Task details:
Please format the lines of the records below as a JSON list of strings, one string per line, with blank lines and the pictures left out.

Supplied entries:
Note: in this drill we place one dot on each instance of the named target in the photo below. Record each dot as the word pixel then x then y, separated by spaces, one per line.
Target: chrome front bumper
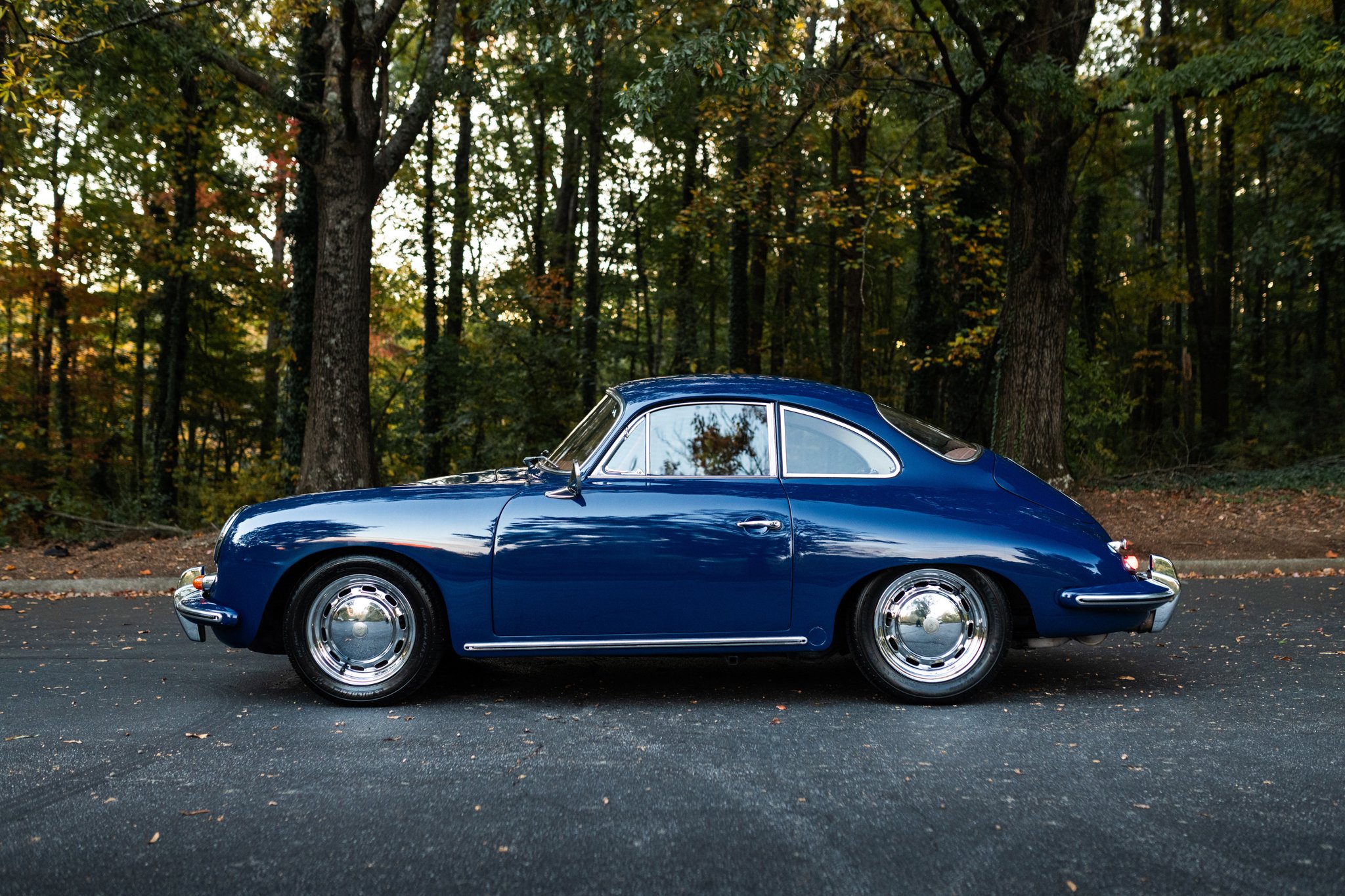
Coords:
pixel 194 610
pixel 1157 590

Finished exercise:
[
  "Note: in this drill we place one dot on each instance of the named target in the photo below. Record each dot as the word pixel then x then y, separated by spaces, one per line.",
  "Target: chrome front bumper",
  "Coords:",
  "pixel 194 610",
  "pixel 1157 590"
]